§ SEZIONE DI TESTO
########
Attivisti che cercano di "restituire" l'arte africana, a processo in Francia


 





Un'attivista congolese Emery Mwazulu Diyabanza e altri quattro sono finiti a processo in Francia (lo scorso 30 settembre), con l'accusa di furto per aver tentato di rimuovere un palo funerario africano del XIX secolo da un museo di Parigi, come parte di una campagna di protesta contro il saccheggio dell'era coloniale.


Emery Mwazulu Diyabanza non accetta di essere chiamato ladro : in realtà si sente un "apostolo della restituzione diretta" dell'immenso patrimonio dell'arte africana che, le potenze colonialiste scipparono all'Africa andando a rimpinguare i musei europei.

L'attivista congolese fondatore del collettivo panafricano Unity, Dignity, Courage, per protestare contro i furti perpetrati dalle potenze europee durante il colonialismo, senza maschera né armi, entra nei musei e porta via opere d'arte e manufatti africani durante azioni fimate e trasmesse in streaming sui social. 

Finora ha colpito in Francia e Olanda.

A giugno è entrato nel Musée du quai Branly, l'istituzione culturale parigina che ospita tesori delle ex colonie francesi, e ha rimosso una stele funeraria in legno del XIX secolo proveniente dal Ciad. A luglio, a Marsiglia, ha sequestrato un manufatto dal Museo delle arti africane, oceaniche e dei nativi americani.  A settembre il gruppo ha preso una statua funeraria congolose dall'Afrika Museum di Berg en Dal, nei Paesi Bassi.



Naturalmente nell'immaginario - a senso unico - di tutte quelle nazioni colonialiste queste imprese vengono etichettate come gesti che debbono essere perseguiti penalmente. Dal canto suo, Diyabanza sa che queste azioni incendiano il dibattito in un momento in cui il movimento antirazzista Black Lives Matter è al suo apice.
########
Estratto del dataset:

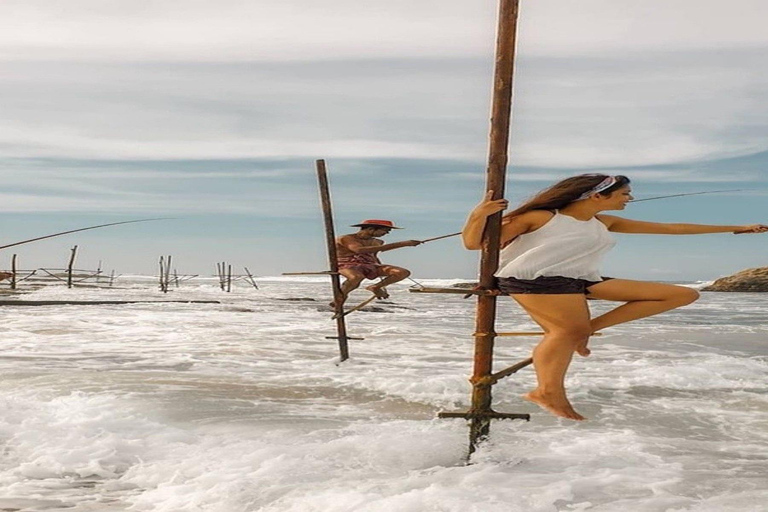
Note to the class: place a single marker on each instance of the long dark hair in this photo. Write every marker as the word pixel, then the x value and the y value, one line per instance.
pixel 565 192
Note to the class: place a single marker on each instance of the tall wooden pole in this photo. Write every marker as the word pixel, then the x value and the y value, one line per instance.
pixel 330 239
pixel 70 266
pixel 13 272
pixel 495 180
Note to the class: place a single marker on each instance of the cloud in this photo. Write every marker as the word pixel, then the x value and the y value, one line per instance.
pixel 236 30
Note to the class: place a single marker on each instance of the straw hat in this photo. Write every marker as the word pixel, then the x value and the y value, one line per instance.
pixel 376 222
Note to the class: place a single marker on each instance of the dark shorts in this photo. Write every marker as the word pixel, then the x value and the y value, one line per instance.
pixel 551 285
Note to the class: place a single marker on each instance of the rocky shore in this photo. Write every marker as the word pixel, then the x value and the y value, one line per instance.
pixel 750 280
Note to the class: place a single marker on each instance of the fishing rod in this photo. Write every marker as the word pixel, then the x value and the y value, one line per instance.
pixel 77 230
pixel 687 194
pixel 633 201
pixel 440 237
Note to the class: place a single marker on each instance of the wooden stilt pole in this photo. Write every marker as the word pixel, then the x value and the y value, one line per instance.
pixel 250 278
pixel 13 272
pixel 167 274
pixel 330 239
pixel 70 265
pixel 495 180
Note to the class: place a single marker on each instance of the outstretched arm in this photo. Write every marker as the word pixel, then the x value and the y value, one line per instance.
pixel 622 225
pixel 359 248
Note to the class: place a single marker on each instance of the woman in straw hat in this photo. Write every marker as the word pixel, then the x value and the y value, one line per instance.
pixel 358 260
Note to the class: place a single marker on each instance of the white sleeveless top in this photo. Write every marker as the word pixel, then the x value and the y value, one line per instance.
pixel 564 246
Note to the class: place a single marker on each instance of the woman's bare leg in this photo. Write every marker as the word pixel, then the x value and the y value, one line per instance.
pixel 391 274
pixel 642 299
pixel 565 320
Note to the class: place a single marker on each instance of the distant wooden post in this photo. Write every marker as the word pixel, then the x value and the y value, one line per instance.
pixel 70 265
pixel 250 278
pixel 330 239
pixel 13 272
pixel 167 274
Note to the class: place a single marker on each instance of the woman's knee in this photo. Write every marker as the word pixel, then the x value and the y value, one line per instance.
pixel 684 295
pixel 574 334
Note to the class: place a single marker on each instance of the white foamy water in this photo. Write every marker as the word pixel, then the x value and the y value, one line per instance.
pixel 241 406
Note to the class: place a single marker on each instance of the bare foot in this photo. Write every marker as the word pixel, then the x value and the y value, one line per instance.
pixel 380 293
pixel 556 404
pixel 333 302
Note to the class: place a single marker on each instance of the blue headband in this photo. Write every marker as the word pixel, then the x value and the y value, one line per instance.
pixel 600 187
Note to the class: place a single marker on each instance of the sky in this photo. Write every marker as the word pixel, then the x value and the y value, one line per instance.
pixel 211 115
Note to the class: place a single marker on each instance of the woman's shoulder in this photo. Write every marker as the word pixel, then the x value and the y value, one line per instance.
pixel 530 220
pixel 537 218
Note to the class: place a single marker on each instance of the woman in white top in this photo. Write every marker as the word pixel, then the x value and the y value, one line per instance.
pixel 551 250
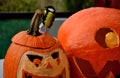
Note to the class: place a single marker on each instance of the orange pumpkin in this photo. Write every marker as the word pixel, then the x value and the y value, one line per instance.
pixel 34 54
pixel 91 39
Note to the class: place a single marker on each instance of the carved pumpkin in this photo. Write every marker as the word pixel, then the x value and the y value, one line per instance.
pixel 34 54
pixel 91 39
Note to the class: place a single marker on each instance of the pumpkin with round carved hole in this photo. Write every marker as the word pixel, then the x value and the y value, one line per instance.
pixel 91 40
pixel 35 54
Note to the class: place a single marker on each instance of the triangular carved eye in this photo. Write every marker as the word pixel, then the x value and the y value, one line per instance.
pixel 107 38
pixel 32 57
pixel 55 55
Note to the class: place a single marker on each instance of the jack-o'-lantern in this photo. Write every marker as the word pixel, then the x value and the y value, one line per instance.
pixel 91 40
pixel 35 54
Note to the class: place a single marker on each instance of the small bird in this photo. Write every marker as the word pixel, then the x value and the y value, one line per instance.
pixel 48 17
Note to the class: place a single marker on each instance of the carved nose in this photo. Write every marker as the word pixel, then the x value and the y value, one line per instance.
pixel 49 66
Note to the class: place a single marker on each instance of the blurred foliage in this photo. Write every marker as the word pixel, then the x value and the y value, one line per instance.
pixel 32 5
pixel 76 5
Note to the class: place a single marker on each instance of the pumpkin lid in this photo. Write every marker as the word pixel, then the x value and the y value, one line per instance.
pixel 42 41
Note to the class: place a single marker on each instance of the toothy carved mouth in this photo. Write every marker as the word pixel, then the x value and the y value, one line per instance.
########
§ IL TUO COMPITO
Traduci in inglese questa frase del brano sul processo agli attivisti per l'arte africana: "A giugno è entrato nel Musée du quai Branly, l'istituzione culturale parigina che ospita tesori delle ex colonie francesi, e ha rimosso una stele funeraria in legno del XIX secolo proveniente dal Ciad." Le voci riportate sopra non servono.

§ RISPOSTA COMPLETA
In June he entered the Musée du quai Branly, the Parisian cultural institution that houses treasures from the former French colonies, and removed a nineteenth-century wooden funerary stele from Chad.